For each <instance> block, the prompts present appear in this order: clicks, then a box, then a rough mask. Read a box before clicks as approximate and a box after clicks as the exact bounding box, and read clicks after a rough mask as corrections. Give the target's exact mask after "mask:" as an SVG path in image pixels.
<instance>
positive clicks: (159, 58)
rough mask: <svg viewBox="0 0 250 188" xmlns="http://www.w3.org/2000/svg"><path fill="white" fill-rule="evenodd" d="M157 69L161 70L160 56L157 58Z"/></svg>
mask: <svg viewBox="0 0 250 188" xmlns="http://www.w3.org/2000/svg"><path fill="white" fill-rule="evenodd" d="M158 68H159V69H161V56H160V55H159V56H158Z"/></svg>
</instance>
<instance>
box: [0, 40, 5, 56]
--
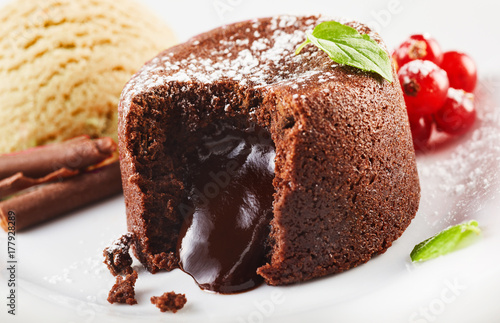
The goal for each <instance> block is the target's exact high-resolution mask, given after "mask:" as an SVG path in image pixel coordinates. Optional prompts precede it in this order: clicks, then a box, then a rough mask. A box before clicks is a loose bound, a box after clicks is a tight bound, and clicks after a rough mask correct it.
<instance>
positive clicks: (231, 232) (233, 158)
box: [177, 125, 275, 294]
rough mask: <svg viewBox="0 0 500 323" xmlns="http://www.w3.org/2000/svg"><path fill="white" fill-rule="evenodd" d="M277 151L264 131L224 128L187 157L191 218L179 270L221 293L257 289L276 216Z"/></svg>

→ **Task item**
The lines that mention the word "each" should be pulled from the records above.

→ **Reply**
For each <instance> block, the prompts present appear in this order: clicks, then a box, then a rough mask. Read a box before clicks as approximate and a box after clicks as the exact bounding box, and read clicks after a rough mask as corrections. Give the target's exact mask after "mask:" as an SVG path in image pixels.
The goal for each <instance> block is the target's exact high-resolution mask, given after "mask:" as an SVG path in image pixel coordinates. Optional prompts precede it in this order: clicks, then a box, then a rough mask. A box before clicks is a loose bound, a box after clicks is a tight bound, and clicks after a rough mask correct it.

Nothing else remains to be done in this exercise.